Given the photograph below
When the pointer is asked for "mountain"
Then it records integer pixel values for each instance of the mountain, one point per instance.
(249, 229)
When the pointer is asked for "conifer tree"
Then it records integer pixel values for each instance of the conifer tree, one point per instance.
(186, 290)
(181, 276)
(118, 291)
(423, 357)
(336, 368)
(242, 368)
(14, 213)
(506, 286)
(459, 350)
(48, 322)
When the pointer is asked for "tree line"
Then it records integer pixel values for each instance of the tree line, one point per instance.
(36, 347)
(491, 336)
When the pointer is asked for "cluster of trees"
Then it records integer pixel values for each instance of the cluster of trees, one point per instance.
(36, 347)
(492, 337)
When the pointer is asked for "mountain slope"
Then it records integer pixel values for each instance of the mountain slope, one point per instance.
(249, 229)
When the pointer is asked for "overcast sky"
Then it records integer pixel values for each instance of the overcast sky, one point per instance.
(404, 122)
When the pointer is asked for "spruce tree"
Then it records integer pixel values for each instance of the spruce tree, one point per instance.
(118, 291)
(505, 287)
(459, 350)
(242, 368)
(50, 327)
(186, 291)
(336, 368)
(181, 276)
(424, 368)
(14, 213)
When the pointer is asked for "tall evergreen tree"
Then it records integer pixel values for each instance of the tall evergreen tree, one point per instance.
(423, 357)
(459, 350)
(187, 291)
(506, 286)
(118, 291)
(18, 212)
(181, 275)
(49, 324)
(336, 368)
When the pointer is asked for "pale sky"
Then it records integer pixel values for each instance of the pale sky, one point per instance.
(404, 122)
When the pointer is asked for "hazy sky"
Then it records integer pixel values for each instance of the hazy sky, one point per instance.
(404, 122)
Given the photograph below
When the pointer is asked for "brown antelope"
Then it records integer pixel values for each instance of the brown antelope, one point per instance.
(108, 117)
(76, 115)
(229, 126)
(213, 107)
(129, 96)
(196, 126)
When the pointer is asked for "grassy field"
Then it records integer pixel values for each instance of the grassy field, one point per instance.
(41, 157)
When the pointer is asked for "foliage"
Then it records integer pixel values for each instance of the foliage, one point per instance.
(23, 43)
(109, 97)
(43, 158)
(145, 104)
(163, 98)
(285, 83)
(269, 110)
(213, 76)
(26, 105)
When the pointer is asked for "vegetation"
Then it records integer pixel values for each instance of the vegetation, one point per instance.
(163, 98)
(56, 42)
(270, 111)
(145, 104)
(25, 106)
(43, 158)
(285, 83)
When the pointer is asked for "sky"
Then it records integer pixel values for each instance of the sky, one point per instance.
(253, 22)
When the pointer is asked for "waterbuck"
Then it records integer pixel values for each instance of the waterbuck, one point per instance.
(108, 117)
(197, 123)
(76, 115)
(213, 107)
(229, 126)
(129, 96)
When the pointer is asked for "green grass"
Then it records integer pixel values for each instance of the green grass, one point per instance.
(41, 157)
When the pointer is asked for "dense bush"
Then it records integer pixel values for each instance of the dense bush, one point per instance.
■ ■ ■
■ YOUR ASSIGNMENT:
Lines with the word "bush" in them: report all of these from the listing above.

■ PROBLEM SOLUTION:
When the pointer is asked for "dense bush"
Then it records integer pixel values for each instance of the dense bush, one point per instance.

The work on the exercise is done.